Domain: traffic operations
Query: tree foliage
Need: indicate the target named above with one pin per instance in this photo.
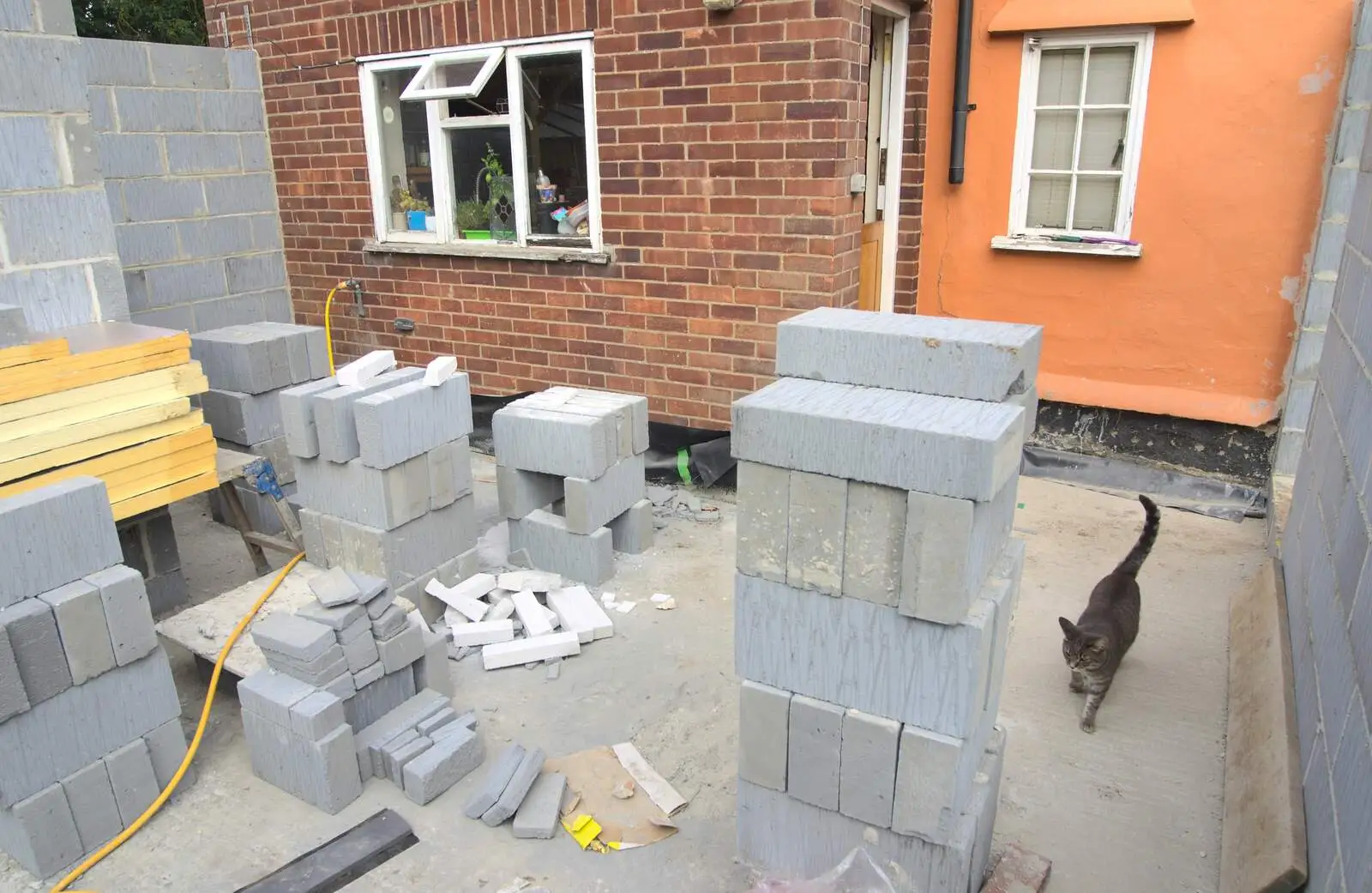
(157, 21)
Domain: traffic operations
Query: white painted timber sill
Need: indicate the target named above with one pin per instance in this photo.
(1047, 246)
(482, 249)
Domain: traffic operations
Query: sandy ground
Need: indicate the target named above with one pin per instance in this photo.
(1132, 808)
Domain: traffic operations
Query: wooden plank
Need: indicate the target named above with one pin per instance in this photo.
(1262, 844)
(118, 462)
(164, 496)
(869, 267)
(96, 428)
(98, 446)
(335, 865)
(185, 383)
(59, 375)
(38, 352)
(98, 393)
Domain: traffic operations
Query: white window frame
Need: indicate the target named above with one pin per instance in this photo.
(443, 240)
(1022, 236)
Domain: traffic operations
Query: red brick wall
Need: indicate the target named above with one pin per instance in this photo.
(726, 143)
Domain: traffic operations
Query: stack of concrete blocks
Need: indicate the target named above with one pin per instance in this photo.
(569, 476)
(249, 366)
(384, 475)
(877, 578)
(346, 675)
(89, 719)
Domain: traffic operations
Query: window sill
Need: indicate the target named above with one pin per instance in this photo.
(493, 250)
(1047, 246)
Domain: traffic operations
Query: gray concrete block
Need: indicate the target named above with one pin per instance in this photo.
(592, 504)
(553, 443)
(38, 649)
(335, 416)
(633, 531)
(587, 558)
(496, 781)
(541, 812)
(519, 492)
(54, 535)
(868, 767)
(132, 780)
(41, 835)
(763, 721)
(967, 359)
(361, 652)
(316, 715)
(449, 472)
(13, 697)
(763, 520)
(93, 807)
(875, 542)
(272, 694)
(939, 444)
(58, 737)
(411, 419)
(166, 749)
(292, 637)
(298, 416)
(244, 419)
(814, 746)
(86, 637)
(845, 650)
(401, 649)
(948, 552)
(448, 762)
(518, 787)
(818, 510)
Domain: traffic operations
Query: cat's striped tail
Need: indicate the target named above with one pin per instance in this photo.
(1131, 564)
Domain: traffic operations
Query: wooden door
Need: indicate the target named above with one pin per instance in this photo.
(869, 270)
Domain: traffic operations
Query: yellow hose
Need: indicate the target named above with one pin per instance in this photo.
(196, 741)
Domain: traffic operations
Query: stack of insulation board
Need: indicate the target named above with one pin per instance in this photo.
(384, 474)
(105, 400)
(353, 689)
(249, 366)
(877, 578)
(569, 476)
(89, 719)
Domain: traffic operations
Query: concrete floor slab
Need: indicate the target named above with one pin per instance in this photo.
(1134, 808)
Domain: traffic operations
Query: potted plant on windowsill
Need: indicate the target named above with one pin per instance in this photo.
(416, 210)
(472, 220)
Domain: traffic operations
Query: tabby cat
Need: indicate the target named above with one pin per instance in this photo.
(1098, 641)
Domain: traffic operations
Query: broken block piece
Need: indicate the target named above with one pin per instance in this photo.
(541, 812)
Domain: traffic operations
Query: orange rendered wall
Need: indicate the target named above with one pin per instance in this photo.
(1239, 109)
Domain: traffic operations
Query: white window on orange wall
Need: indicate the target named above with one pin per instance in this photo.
(1079, 137)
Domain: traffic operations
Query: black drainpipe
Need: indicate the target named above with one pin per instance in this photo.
(962, 75)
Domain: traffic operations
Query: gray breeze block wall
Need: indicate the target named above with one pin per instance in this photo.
(58, 256)
(189, 173)
(1328, 575)
(1324, 269)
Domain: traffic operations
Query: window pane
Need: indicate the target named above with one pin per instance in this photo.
(1060, 77)
(1097, 202)
(491, 100)
(1102, 140)
(1110, 75)
(1054, 135)
(555, 133)
(482, 184)
(405, 154)
(1049, 202)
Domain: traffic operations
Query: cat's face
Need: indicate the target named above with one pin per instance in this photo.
(1083, 652)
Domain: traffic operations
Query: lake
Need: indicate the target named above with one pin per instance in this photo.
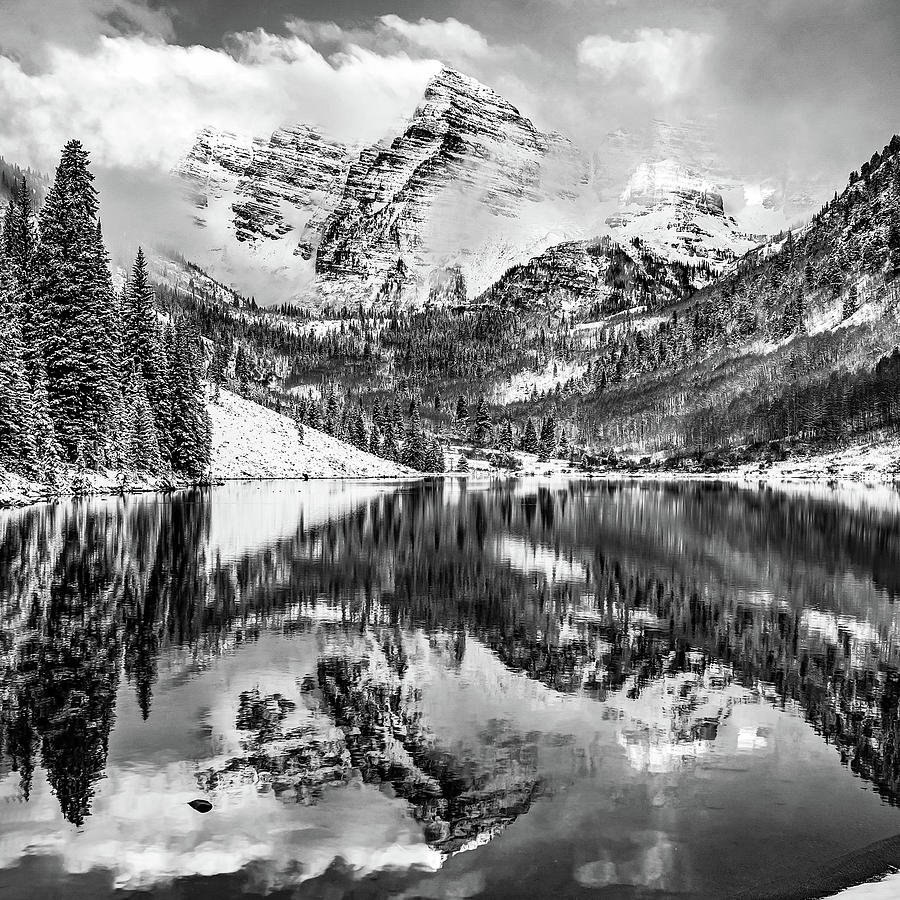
(437, 689)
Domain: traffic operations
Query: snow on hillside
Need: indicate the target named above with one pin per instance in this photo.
(886, 889)
(250, 441)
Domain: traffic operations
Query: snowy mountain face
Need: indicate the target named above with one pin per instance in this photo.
(468, 186)
(468, 176)
(678, 199)
(600, 278)
(264, 201)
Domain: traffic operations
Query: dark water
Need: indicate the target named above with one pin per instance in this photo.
(524, 689)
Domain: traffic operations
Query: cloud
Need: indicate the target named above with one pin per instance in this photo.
(25, 36)
(666, 63)
(137, 101)
(448, 39)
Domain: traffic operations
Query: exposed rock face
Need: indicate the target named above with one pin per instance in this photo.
(270, 188)
(470, 185)
(599, 276)
(290, 183)
(466, 157)
(214, 165)
(679, 214)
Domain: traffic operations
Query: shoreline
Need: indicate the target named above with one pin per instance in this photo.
(17, 492)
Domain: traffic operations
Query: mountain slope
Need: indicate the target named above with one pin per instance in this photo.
(468, 177)
(250, 441)
(469, 183)
(796, 341)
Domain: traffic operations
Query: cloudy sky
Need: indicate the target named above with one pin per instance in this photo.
(810, 84)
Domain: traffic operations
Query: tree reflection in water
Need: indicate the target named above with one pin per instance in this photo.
(610, 591)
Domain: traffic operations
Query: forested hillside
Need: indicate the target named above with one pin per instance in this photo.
(89, 379)
(591, 348)
(608, 348)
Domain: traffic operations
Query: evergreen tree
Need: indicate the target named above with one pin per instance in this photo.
(143, 450)
(72, 285)
(190, 427)
(547, 440)
(482, 426)
(529, 442)
(851, 302)
(142, 347)
(505, 440)
(414, 448)
(462, 411)
(15, 394)
(47, 459)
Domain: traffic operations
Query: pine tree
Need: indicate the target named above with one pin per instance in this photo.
(15, 443)
(190, 426)
(529, 442)
(45, 465)
(547, 441)
(482, 426)
(73, 287)
(414, 443)
(462, 411)
(505, 439)
(142, 350)
(851, 302)
(20, 239)
(143, 448)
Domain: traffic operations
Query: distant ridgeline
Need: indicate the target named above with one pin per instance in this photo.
(635, 597)
(89, 378)
(609, 348)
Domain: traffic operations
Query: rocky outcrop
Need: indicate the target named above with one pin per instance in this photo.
(466, 157)
(468, 185)
(275, 188)
(600, 277)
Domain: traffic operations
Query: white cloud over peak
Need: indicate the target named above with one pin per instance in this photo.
(26, 31)
(665, 63)
(448, 39)
(137, 101)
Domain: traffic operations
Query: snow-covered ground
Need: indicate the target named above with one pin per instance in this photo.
(886, 889)
(250, 441)
(870, 462)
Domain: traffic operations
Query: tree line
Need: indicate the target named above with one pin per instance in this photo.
(90, 378)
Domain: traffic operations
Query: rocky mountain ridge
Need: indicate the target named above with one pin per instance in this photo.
(469, 184)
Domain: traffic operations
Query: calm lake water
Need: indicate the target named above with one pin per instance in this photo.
(432, 690)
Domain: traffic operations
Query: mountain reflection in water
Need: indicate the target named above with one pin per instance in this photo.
(368, 680)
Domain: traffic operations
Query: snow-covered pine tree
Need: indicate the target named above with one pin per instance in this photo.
(190, 426)
(142, 347)
(15, 395)
(529, 443)
(414, 449)
(851, 302)
(482, 427)
(547, 441)
(505, 439)
(73, 288)
(143, 449)
(20, 243)
(462, 411)
(47, 460)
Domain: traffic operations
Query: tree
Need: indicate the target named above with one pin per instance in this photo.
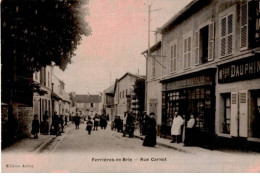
(37, 33)
(139, 90)
(34, 34)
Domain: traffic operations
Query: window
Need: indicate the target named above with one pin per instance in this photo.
(204, 44)
(249, 25)
(48, 79)
(153, 67)
(173, 57)
(226, 35)
(227, 113)
(36, 76)
(187, 52)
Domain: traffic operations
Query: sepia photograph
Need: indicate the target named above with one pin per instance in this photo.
(130, 86)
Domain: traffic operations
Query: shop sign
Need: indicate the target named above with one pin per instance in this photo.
(248, 68)
(189, 82)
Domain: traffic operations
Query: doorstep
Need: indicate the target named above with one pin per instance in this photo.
(179, 147)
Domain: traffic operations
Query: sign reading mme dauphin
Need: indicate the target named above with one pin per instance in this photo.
(248, 68)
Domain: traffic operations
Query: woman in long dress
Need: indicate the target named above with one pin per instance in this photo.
(150, 138)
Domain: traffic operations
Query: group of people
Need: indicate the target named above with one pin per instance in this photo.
(178, 125)
(56, 128)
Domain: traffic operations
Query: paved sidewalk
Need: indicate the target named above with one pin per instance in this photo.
(179, 147)
(30, 144)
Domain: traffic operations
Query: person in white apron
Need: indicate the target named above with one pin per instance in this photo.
(176, 128)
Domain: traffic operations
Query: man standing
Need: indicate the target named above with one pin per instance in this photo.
(176, 128)
(77, 120)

++++

* Deskripsi Latihan:
Berapa banyak baris dalam materi di atas yang memuat kata "sign"? Jawab dengan angkanya saja.

* Hasil Latihan:
2